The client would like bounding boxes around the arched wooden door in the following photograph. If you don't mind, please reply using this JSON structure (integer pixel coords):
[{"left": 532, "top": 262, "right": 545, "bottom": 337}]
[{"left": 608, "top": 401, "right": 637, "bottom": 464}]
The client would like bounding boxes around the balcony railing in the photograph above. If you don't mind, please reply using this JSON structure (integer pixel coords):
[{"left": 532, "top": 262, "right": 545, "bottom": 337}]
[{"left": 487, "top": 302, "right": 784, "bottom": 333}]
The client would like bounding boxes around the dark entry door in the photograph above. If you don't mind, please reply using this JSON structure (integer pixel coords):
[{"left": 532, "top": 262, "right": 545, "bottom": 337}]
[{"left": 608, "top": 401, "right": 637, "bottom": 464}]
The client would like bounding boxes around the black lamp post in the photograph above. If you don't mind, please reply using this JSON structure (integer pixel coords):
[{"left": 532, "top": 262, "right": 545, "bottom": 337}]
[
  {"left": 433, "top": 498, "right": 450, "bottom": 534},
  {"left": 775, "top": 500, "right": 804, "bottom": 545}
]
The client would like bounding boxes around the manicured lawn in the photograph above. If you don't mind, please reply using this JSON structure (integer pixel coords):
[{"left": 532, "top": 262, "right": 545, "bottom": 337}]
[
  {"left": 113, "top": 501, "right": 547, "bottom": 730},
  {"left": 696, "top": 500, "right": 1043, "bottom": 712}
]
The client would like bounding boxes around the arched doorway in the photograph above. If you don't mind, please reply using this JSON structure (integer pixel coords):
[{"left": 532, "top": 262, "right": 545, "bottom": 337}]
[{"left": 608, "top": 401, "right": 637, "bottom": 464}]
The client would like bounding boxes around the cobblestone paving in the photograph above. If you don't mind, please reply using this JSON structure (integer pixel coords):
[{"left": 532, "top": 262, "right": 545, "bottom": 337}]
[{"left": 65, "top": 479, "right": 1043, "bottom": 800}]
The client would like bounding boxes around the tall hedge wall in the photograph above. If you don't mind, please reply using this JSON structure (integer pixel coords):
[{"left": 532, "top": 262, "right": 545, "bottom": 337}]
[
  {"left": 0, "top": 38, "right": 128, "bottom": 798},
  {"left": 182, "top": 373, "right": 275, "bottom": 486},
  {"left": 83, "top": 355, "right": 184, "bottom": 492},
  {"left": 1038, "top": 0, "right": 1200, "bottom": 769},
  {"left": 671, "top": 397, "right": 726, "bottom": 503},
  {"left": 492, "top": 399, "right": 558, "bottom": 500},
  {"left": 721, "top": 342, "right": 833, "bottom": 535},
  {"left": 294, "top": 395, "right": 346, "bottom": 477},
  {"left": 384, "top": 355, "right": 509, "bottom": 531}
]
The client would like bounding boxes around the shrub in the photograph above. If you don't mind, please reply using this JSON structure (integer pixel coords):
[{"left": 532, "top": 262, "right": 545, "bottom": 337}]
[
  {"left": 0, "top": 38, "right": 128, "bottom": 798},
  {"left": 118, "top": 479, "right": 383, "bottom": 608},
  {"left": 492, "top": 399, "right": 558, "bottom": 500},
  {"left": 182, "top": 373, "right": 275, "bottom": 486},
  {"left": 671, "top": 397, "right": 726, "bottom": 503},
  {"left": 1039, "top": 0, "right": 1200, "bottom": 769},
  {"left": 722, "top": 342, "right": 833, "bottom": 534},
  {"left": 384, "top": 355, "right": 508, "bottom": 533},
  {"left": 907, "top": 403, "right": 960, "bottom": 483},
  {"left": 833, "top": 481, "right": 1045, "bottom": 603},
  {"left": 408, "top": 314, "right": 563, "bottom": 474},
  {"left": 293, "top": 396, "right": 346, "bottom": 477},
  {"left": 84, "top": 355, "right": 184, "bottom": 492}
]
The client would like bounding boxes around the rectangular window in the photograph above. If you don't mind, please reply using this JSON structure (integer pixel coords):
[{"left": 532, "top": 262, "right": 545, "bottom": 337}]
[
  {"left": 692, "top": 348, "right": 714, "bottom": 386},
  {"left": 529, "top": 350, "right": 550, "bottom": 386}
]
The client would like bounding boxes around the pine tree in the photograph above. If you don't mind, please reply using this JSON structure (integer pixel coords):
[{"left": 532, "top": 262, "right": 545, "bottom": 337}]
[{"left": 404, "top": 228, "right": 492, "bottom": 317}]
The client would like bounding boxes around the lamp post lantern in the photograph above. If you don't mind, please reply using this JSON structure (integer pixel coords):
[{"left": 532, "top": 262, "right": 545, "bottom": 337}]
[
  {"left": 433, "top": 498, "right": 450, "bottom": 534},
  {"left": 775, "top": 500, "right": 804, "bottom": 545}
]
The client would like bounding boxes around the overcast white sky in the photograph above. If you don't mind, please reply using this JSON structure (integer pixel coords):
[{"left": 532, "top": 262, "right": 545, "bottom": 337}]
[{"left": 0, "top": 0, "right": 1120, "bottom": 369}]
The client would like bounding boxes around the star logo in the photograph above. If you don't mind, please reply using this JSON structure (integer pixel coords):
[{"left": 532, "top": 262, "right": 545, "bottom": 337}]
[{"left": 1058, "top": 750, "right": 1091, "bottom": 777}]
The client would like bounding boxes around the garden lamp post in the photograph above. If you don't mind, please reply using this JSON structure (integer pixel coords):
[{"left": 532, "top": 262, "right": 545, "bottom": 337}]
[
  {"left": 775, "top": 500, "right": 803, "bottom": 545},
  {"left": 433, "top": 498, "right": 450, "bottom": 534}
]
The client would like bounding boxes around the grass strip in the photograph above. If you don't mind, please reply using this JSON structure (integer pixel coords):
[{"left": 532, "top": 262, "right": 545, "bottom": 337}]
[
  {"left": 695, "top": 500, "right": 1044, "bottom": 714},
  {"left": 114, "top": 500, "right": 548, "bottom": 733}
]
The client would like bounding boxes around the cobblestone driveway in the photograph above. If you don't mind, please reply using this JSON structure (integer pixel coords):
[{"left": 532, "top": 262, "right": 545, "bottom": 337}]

· · ·

→ **Exercise aim**
Copy every one of the records above word for word, with no changes.

→ **Problem solution**
The client would like bounding boxes around the arched wooden door in the following photograph. If you don't mind, please reply using this JSON structure (integer pixel coords):
[{"left": 532, "top": 262, "right": 545, "bottom": 337}]
[{"left": 608, "top": 401, "right": 637, "bottom": 464}]
The client would like bounding boxes around the balcony railing in the photograph above. If you don't mind, please reply using this JSON structure (integer pixel coords):
[{"left": 532, "top": 262, "right": 545, "bottom": 337}]
[{"left": 487, "top": 302, "right": 784, "bottom": 333}]
The client would like bounding boxes around the dark entry door in the photograph above. If you don't mind, please reply using this JSON structure (integer pixel coords):
[{"left": 532, "top": 262, "right": 545, "bottom": 337}]
[{"left": 608, "top": 401, "right": 637, "bottom": 464}]
The client would like bounding boxes around the black lamp post in the photograph above. If you don't mind, please reply using this JSON structure (integer pixel coords):
[{"left": 532, "top": 262, "right": 545, "bottom": 337}]
[
  {"left": 433, "top": 498, "right": 450, "bottom": 534},
  {"left": 775, "top": 500, "right": 804, "bottom": 545}
]
The client would like bounding boxes around the manicured lawn in the photograph above. If you don't mind, please reply using this JSON structure (integer pixel coords):
[{"left": 532, "top": 262, "right": 545, "bottom": 337}]
[
  {"left": 113, "top": 501, "right": 547, "bottom": 730},
  {"left": 696, "top": 500, "right": 1043, "bottom": 712}
]
The client would like bounding boxes around the arched doorway in the photograph above. If you don't mind, please reply using this JSON structure (integer pixel coords):
[{"left": 532, "top": 262, "right": 545, "bottom": 337}]
[{"left": 608, "top": 401, "right": 637, "bottom": 464}]
The client would like bounding boxes around the cobblestone paving in the photograph above. If you don't mind, please reply using this JSON structure (integer pixel coords):
[{"left": 532, "top": 262, "right": 545, "bottom": 337}]
[{"left": 65, "top": 479, "right": 1043, "bottom": 800}]
The client would like bounding boxes around the tall hedge wall in the photograph above. If you don't mind, please reply using this JSON structure (integer pixel coords):
[{"left": 532, "top": 262, "right": 545, "bottom": 337}]
[
  {"left": 0, "top": 38, "right": 128, "bottom": 798},
  {"left": 182, "top": 373, "right": 275, "bottom": 486},
  {"left": 83, "top": 355, "right": 184, "bottom": 492},
  {"left": 1038, "top": 0, "right": 1200, "bottom": 769},
  {"left": 671, "top": 397, "right": 726, "bottom": 503},
  {"left": 492, "top": 399, "right": 558, "bottom": 500},
  {"left": 721, "top": 342, "right": 833, "bottom": 535},
  {"left": 294, "top": 395, "right": 346, "bottom": 477},
  {"left": 384, "top": 355, "right": 509, "bottom": 531}
]
The client would like bounding boxes around the shrub in the photograph above. If you don't mind, please reply using this JSON structure (integer pixel coords):
[{"left": 532, "top": 262, "right": 545, "bottom": 337}]
[
  {"left": 0, "top": 38, "right": 128, "bottom": 798},
  {"left": 118, "top": 479, "right": 383, "bottom": 608},
  {"left": 492, "top": 399, "right": 558, "bottom": 500},
  {"left": 182, "top": 373, "right": 275, "bottom": 486},
  {"left": 671, "top": 397, "right": 726, "bottom": 503},
  {"left": 1039, "top": 0, "right": 1200, "bottom": 769},
  {"left": 722, "top": 342, "right": 833, "bottom": 534},
  {"left": 384, "top": 355, "right": 508, "bottom": 533},
  {"left": 907, "top": 403, "right": 960, "bottom": 483},
  {"left": 833, "top": 481, "right": 1045, "bottom": 603},
  {"left": 408, "top": 314, "right": 563, "bottom": 474},
  {"left": 293, "top": 396, "right": 346, "bottom": 477},
  {"left": 84, "top": 355, "right": 184, "bottom": 492}
]
The client would like bounding boxes around the rectangular window in the photograph above. If you don't mind, please reply using this JSON structure (integer pixel coords):
[{"left": 532, "top": 262, "right": 545, "bottom": 337}]
[
  {"left": 692, "top": 348, "right": 714, "bottom": 386},
  {"left": 529, "top": 350, "right": 550, "bottom": 386}
]
The client would like bounding boxes around the pine tree in the photograph above. If you don't mind, please reply using this JSON structure (integer pixel coords):
[{"left": 532, "top": 262, "right": 545, "bottom": 337}]
[{"left": 404, "top": 228, "right": 492, "bottom": 317}]
The client would like bounding boxes around the lamp post lantern in the photograph above. If you don't mind, please reply using this JSON structure (integer pixel coords):
[{"left": 532, "top": 262, "right": 545, "bottom": 337}]
[
  {"left": 433, "top": 498, "right": 450, "bottom": 534},
  {"left": 775, "top": 500, "right": 804, "bottom": 545}
]
The client would like bounding boxes around the overcast white sky in the photograph above. If you don't mind, please reply using this JSON structure (integer pixel coords):
[{"left": 532, "top": 262, "right": 545, "bottom": 337}]
[{"left": 0, "top": 0, "right": 1120, "bottom": 369}]
The client would like bounding boxes around the star logo in the photograph above. If you don't mind, please reply using this JSON structure (integer pixel coords):
[{"left": 532, "top": 262, "right": 545, "bottom": 337}]
[{"left": 1058, "top": 750, "right": 1091, "bottom": 777}]
The client would like bounding boxes around the garden lamp post in the photograph above. If you don't mind, please reply using this JSON structure (integer pixel coords):
[{"left": 532, "top": 262, "right": 545, "bottom": 337}]
[
  {"left": 775, "top": 500, "right": 803, "bottom": 545},
  {"left": 433, "top": 498, "right": 450, "bottom": 534}
]
The client would like bounding boxes around the grass strip in the photograph above. If you don't mind, please reply using this JSON structure (integer pixel coords):
[{"left": 532, "top": 262, "right": 545, "bottom": 337}]
[
  {"left": 695, "top": 500, "right": 1044, "bottom": 714},
  {"left": 114, "top": 500, "right": 548, "bottom": 733}
]
The client would like bounding boxes around the cobblestone driveway in the photograph above. If you don't mind, please reply using this JSON structure (integer pixel coords):
[{"left": 532, "top": 262, "right": 545, "bottom": 337}]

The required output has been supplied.